Annihilation by Jeff Vandermeer  (2014) –  I’ve been a Vandermeer fan for a long, long time (yet somehow I can still eat mushrooms). Annihilation was strange, surreal, and seemed to be magnetically attuned to me. The words in the tunnel rang for me like a tuning fork. And there was just something about characters who don’t have names. I am a jerk, however, because I own but haven’t yet read the third book in the series.

california bones

California Bones by Greg van Eekhout (2014) –  If all Urban Fantasy was this good I’d read nothing but UF. I loved the characters, the world building, and it’s a caper/thief story! Also? an alternate southern California where Walt Disney is still alive (sort of), and water magic floods the place making it look like Venice. I can’t wait to read the next in the series, Pacific Fire.

defenders

Defenders by Will McIntosh (2014) – I remember staying up way too late at night to finish reading this. It was like 1am, and my husband was nagging me to come to bed. And I said I couldn’t, because if I didn’t finish the book I’d wake up the next morning and everyone in the book would be dead.  And come on, it’s McIntosh, you know it’s going to be good, and that he’s going to break you into a million little pieces.
the-broken-kingdoms-by-nk-jemisin

The Broken Kingdoms by N.K. Jemisin (2010)  – This is the middle book in The Inheritance Trilogy. I loved, loved LOVED the first book, The Hundred Thousand Kindgoms, but I read that in 2013, so it couldn’t be on my “best of 2014” list, now could it? Good thing I enjoyed the middle book just as much! Again, fantastic characterization, one of the best epic fantasy worlds I have ever come across, gods who are angry, bitter, and regretful, and the petty short lives of humans. (not that book 3 in the series was crap, it was only eleven out of ten, whereas the first two books are twelve out of ten.)

To do: Name every book that has its own entry in the book reviews, with the author and year given for each. Rely only on the book reviews above.

Entries provided:
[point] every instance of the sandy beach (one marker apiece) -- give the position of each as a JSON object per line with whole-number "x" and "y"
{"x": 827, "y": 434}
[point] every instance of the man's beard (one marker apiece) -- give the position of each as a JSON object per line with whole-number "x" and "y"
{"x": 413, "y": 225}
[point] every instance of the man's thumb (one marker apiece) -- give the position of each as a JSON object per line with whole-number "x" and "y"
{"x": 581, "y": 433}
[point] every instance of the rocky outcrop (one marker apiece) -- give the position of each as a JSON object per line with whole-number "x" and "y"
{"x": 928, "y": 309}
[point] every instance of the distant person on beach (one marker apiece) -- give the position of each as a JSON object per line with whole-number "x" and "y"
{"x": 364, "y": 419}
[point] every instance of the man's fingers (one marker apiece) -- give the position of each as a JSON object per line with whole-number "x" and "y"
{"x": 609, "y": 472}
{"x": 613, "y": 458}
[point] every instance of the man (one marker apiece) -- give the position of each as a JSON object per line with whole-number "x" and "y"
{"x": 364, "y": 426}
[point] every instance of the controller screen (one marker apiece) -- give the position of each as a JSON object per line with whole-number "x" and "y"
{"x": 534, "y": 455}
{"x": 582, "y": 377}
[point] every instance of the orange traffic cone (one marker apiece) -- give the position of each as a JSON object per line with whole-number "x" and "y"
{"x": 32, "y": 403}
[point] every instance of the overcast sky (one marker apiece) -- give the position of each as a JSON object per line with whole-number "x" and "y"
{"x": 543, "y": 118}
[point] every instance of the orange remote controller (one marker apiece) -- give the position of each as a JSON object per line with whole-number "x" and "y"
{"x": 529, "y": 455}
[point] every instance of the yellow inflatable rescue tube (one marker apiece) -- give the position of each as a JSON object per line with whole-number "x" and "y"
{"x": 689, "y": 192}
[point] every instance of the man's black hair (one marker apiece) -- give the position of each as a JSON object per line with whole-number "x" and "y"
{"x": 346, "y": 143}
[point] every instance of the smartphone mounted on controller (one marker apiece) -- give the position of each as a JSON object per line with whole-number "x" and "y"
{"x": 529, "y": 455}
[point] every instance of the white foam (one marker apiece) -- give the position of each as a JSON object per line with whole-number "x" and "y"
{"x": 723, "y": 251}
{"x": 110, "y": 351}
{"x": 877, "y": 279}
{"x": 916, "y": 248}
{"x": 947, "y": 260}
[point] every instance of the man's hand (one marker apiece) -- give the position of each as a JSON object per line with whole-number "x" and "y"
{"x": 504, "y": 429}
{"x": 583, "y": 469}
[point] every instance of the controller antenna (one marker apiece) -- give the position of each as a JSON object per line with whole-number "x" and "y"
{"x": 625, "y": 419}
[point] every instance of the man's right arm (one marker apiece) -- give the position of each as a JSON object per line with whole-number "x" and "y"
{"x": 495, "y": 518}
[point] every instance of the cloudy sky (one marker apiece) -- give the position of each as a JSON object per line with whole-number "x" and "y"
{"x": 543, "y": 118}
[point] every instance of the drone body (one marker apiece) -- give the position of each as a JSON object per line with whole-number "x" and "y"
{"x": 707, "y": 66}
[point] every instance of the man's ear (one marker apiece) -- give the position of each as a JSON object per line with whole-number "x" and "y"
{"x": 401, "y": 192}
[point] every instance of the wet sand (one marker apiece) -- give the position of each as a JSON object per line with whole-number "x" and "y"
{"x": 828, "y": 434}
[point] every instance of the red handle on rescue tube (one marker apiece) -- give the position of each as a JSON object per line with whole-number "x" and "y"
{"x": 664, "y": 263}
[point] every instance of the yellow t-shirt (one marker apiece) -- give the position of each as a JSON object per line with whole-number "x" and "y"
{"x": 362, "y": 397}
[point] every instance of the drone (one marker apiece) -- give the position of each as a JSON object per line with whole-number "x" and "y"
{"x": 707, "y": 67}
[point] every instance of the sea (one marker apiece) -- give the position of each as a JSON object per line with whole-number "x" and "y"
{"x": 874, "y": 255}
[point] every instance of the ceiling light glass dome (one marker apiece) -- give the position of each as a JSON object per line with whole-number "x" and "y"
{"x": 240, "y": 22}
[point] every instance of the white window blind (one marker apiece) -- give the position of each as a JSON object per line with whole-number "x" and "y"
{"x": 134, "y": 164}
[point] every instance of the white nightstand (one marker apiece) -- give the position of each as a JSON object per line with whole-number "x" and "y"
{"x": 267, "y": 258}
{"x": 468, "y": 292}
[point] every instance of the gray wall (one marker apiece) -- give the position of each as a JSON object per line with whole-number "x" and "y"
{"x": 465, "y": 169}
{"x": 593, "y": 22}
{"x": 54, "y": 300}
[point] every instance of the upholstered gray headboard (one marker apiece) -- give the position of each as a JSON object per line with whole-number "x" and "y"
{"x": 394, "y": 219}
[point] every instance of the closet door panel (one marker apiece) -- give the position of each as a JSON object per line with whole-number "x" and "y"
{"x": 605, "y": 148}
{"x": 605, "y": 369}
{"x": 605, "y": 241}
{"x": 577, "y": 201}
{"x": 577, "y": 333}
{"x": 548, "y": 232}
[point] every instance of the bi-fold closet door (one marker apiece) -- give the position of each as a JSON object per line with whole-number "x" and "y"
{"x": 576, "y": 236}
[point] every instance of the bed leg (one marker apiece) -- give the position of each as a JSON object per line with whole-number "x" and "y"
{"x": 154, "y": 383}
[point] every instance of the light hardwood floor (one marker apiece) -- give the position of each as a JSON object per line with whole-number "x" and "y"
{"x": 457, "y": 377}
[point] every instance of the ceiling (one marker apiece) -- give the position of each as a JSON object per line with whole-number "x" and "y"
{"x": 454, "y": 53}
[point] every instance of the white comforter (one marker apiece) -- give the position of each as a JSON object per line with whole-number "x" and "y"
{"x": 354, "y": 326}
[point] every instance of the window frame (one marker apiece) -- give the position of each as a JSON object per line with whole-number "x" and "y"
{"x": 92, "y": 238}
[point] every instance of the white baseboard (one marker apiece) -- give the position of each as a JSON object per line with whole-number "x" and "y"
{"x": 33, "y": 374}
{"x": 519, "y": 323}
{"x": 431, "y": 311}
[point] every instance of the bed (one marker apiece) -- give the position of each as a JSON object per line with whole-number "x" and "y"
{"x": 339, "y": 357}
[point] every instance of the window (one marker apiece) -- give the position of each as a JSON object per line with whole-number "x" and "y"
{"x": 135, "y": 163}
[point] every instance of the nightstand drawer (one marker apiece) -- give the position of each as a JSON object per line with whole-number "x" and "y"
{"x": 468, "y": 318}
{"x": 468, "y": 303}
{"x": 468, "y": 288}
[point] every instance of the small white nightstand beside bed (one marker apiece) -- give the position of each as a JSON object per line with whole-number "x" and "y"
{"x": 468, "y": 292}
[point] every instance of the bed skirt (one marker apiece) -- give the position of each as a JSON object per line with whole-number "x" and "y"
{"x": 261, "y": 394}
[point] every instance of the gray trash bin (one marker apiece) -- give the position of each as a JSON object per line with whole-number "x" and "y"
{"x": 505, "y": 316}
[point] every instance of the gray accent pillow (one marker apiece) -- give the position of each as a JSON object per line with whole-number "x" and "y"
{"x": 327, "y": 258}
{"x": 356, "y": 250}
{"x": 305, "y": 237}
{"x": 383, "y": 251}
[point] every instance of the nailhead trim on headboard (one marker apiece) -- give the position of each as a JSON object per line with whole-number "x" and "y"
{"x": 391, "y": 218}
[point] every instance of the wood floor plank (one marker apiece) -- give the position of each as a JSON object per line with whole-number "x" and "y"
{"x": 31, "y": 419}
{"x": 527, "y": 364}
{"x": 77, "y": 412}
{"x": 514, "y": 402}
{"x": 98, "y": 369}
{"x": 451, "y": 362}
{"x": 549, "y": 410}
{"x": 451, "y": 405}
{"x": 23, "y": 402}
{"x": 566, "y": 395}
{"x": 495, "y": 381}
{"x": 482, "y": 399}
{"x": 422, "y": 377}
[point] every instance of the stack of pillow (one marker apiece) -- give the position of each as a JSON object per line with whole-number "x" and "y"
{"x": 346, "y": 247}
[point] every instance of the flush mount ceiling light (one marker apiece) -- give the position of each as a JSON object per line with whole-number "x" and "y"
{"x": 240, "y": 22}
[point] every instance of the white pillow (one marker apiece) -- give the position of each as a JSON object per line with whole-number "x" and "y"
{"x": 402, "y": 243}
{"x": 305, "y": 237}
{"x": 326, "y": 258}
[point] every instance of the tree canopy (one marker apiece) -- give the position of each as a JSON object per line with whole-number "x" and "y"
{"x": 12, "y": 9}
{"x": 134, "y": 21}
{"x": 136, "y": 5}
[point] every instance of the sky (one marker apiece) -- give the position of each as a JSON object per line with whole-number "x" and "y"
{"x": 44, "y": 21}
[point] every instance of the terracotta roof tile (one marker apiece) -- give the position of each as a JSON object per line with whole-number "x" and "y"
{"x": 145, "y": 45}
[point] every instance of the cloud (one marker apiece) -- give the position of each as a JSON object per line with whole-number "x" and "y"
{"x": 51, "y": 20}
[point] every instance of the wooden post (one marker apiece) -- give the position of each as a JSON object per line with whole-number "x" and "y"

Written solution:
- Annihilation by Jeff Vandermeer (2014)
- California Bones by Greg van Eekhout (2014)
- Defenders by Will McIntosh (2014)
- The Broken Kingdoms by N.K. Jemisin (2010)